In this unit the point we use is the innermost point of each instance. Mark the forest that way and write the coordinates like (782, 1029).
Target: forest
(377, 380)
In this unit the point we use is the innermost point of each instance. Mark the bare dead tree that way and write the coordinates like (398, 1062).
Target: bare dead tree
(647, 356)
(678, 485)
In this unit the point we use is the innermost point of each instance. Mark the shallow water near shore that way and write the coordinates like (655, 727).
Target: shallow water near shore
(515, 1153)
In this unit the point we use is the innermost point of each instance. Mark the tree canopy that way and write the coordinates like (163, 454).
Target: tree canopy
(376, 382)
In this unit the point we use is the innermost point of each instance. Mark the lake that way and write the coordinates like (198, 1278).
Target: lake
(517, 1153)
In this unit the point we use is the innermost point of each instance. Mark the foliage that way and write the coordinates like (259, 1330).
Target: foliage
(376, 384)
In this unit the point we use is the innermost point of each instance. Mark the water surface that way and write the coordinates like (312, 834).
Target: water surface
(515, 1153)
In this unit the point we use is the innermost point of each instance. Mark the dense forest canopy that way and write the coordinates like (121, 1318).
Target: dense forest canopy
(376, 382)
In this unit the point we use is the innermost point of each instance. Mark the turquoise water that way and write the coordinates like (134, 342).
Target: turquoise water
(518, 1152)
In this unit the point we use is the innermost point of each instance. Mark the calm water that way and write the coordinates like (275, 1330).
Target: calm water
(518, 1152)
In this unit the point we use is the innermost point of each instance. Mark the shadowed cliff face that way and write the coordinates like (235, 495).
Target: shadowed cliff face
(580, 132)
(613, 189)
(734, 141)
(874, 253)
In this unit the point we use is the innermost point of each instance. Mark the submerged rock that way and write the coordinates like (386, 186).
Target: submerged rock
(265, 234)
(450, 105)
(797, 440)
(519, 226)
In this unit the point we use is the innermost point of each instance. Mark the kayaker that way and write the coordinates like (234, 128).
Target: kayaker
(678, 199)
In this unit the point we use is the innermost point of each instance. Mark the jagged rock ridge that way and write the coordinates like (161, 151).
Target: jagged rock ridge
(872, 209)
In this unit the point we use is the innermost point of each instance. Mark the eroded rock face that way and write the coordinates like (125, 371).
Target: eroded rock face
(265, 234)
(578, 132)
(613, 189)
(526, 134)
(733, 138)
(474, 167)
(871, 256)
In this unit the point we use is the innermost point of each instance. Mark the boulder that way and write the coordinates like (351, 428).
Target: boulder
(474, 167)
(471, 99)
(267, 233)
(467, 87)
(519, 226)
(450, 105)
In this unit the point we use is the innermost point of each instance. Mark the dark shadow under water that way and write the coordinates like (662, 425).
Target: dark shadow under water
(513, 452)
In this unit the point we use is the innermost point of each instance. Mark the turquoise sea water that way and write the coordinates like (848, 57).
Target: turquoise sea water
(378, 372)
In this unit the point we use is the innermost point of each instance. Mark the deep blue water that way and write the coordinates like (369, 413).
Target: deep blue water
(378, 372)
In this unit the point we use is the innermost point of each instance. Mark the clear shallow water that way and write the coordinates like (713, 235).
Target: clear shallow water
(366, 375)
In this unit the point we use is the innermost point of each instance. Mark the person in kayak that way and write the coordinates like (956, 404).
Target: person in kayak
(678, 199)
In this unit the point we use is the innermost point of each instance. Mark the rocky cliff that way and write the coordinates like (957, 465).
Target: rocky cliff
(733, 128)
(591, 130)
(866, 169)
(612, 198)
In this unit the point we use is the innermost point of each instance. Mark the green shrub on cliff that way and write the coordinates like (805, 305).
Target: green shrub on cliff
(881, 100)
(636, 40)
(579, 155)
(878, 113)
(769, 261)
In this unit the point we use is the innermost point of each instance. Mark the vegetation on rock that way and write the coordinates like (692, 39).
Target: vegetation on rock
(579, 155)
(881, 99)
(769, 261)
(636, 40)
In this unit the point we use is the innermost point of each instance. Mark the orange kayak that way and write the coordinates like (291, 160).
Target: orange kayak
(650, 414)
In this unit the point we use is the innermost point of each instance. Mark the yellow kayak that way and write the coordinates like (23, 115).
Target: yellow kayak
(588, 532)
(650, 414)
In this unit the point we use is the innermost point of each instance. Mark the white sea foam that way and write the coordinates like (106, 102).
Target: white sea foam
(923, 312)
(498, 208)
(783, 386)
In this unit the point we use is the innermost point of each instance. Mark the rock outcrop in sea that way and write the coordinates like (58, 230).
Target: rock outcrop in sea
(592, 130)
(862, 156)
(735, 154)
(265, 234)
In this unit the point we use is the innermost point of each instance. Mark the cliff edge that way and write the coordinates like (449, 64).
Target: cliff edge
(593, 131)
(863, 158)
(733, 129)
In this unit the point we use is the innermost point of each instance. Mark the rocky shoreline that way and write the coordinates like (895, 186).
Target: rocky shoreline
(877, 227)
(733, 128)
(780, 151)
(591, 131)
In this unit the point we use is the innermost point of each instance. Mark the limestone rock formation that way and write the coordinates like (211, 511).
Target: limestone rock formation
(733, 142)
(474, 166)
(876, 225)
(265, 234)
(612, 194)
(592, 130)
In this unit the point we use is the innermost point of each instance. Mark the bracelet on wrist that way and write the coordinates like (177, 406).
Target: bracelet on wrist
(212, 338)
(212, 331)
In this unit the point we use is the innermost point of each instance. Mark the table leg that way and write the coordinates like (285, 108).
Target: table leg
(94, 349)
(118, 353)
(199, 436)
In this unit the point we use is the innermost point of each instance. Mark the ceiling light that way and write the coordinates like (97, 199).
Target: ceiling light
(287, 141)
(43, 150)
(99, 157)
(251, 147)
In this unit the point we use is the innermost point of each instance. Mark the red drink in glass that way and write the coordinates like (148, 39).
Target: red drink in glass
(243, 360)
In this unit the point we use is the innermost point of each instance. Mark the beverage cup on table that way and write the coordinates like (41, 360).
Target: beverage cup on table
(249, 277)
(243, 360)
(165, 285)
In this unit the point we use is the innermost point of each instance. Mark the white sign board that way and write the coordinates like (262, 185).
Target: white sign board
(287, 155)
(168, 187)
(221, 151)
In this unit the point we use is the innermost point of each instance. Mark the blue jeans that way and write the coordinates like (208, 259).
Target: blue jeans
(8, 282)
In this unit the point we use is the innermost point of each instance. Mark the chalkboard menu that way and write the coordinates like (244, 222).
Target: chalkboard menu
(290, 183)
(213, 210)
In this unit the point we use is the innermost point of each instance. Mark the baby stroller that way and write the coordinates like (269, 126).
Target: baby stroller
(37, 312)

◆ **BRIEF**: Please return the records above in their exact form.

◆ **THE COMPLETED TASK**:
In this unit the point we use is the innermost point of each instance. Mark the forest that way and write the coordinates like (782, 1029).
Target: forest
(377, 380)
In this unit the point we use is the innermost point of each instance. Mark the bare dead tree that way and write the coordinates like (398, 1062).
Target: bare dead tree
(647, 356)
(678, 485)
In this unit the point we use is the innermost point of each instance. Mark the shallow water near shore that way and write the coordinates like (655, 727).
Target: shallow water near shore
(515, 1153)
In this unit the point we use is the innermost point of each instance. Mark the tree canopy that way and write the coordinates like (163, 454).
Target: tree canopy
(376, 382)
In this unit the point we use is the innermost point of each instance. Mark the lake that way and write the coordinates like (198, 1278).
Target: lake
(517, 1153)
In this unit the point we use is the innermost point of each instance. Mark the foliage that way and write the coordinates like (259, 1330).
Target: foliage
(376, 384)
In this unit the point we use is the innermost point of each instance. Mark the water surface that way and write the coordinates like (312, 834).
Target: water surface
(515, 1153)
In this unit the point we use is the innermost point of each instance. Mark the dense forest canopy that way and write the coordinates like (121, 1318).
Target: dense forest canopy
(376, 382)
In this unit the point we use is the innermost point of each instance. Mark the turquoise water that way and write the coordinates like (134, 342).
Target: turquoise water
(518, 1152)
In this unit the point we use is the innermost point of each instance. Mark the calm water that way and write the coordinates like (275, 1330).
Target: calm water
(518, 1152)
In this unit the point we use is the innermost point of each instance. Mark the shadowed cliff face that way and write the coordinates like (235, 495).
Target: shadowed cliff face
(580, 132)
(613, 189)
(734, 141)
(874, 253)
In this unit the point we use is the innermost point of each instance. Mark the submerged rock that way and write the coordinates like (386, 186).
Target: submerged rock
(265, 234)
(450, 105)
(797, 440)
(519, 226)
In this unit the point we use is the innermost point of each instance. Mark the kayaker that way and write the coordinates like (234, 128).
Target: kayaker
(678, 199)
In this unit the point we use is the innermost point of each instance. Mark the jagged rock ridge that way and write the coordinates like (161, 151).
Target: jagged rock ridge
(872, 209)
In this unit the point we use is the innermost point of each instance. Mark the eroded rock face that way and write the coordinates like (125, 371).
Target: eroded rock face
(265, 234)
(578, 132)
(613, 189)
(526, 134)
(733, 138)
(474, 167)
(871, 256)
In this unit the point we use is the innermost point of each instance. Mark the boulder that way and write the coordinates like (351, 428).
Target: boulder
(474, 167)
(471, 99)
(267, 233)
(467, 87)
(519, 226)
(450, 105)
In this unit the point we use is the innermost point of each instance. Mark the dark shadow under water that way and write the coordinates like (662, 425).
Target: dark shadow under water
(513, 452)
In this unit the point we use is the innermost point of each instance. Mark the turquoise sea water that way and write the coordinates like (848, 57).
Target: turquoise sea water
(378, 372)
In this unit the point we use is the innermost point of each instance. Mark the deep blue water that way and write the coordinates like (369, 413).
Target: deep blue water
(378, 372)
In this unit the point we use is the innermost point of each instance. Mark the clear shallow water that way and write the coordinates like (713, 235).
Target: clear shallow water
(366, 375)
In this unit the point we use is the innermost point of each instance. Mark the person in kayak that way and write the coordinates like (956, 404).
Target: person in kayak
(678, 199)
In this unit the point we use is the innermost point of each instance. Mark the rocky cliff that way and write the coordinates like (957, 465).
Target: rocky cliff
(733, 128)
(591, 130)
(866, 169)
(612, 198)
In this unit the point we use is the innermost point of each instance. Mark the green shrub on cliff that way and write the coordinates like (805, 305).
Target: green shrub on cliff
(881, 100)
(636, 40)
(579, 155)
(878, 113)
(769, 261)
In this unit the point we use is the innermost point of each instance. Mark the vegetation on rock that way and write the coordinates like (692, 39).
Target: vegetation on rock
(579, 155)
(881, 99)
(769, 261)
(636, 40)
In this unit the point we use is the innermost point of each instance. Mark the orange kayak that way and write the coordinates like (291, 160).
Target: orange kayak
(650, 414)
In this unit the point we use is the innermost point of each instance. Mark the yellow kayak that way and write the coordinates like (23, 115).
Target: yellow kayak
(588, 532)
(650, 414)
In this unit the point we use is the innermost point of each instance. Mark the white sea foam that way and write the coordinates like (106, 102).
Target: white sea foam
(923, 312)
(498, 208)
(783, 386)
In this unit the point we use is the innermost point of each instance. Mark the rock outcrop in sea that way and write the coordinates like (58, 230).
Target: rock outcrop in sea
(592, 130)
(862, 156)
(735, 154)
(265, 234)
In this unit the point we use is the innermost point of each instance. Mark the cliff edge that way and write the coordinates like (449, 64).
Target: cliff edge
(593, 131)
(863, 158)
(733, 129)
In this unit the point we use is the innermost point of each instance. Mark the rocky shoreline that way and write the coordinates like (895, 186).
Target: rocky shoreline
(877, 227)
(733, 128)
(780, 151)
(591, 131)
In this unit the point we use is the innermost point of each instance. Mark the limestone rock formation that way and write the coordinates like (211, 511).
Target: limestone rock formation
(733, 142)
(474, 166)
(876, 225)
(265, 234)
(612, 194)
(592, 130)
In this unit the point we use is the innermost point of each instance. Mark the bracelet on wrist that way and write the coordinates like (177, 406).
Target: bracelet on wrist
(212, 338)
(212, 331)
In this unit the point we use is the innermost point of each instance. Mark the table leg that way and write the coordinates like (285, 108).
Target: table leg
(94, 349)
(118, 353)
(199, 436)
In this unit the point we use is the innermost point of each instance. Mark the ceiling light that way and write the coordinates like (97, 199).
Target: ceiling light
(287, 141)
(43, 150)
(99, 157)
(251, 147)
In this unit the point we use is the innermost point of each instance. Mark the red drink in glass that way and write the coordinates like (148, 39).
Target: red drink in glass
(243, 360)
In this unit the point we use is the innermost point of each instance. Mark the beverage cup on table that way and write the coordinates like (41, 360).
Target: beverage cup on table
(249, 277)
(243, 360)
(165, 285)
In this unit the point we use is the innermost point of each instance. Mark the white sign board that way and write the coordinates like (262, 185).
Target: white sign board
(287, 155)
(168, 187)
(221, 151)
In this unit the point we use is the innermost point of each instance. Mark the blue jeans that way and write the coordinates like (208, 259).
Target: blue jeans
(8, 282)
In this unit the point we use is the innermost point of each instance. Mark the chalkboard menu that way and write the coordinates like (244, 222).
Target: chalkboard menu
(290, 183)
(213, 210)
In this unit the point we use is the innermost point of each instance. Mark the baby stroller that way and write the coordinates like (269, 126).
Target: baby stroller
(37, 312)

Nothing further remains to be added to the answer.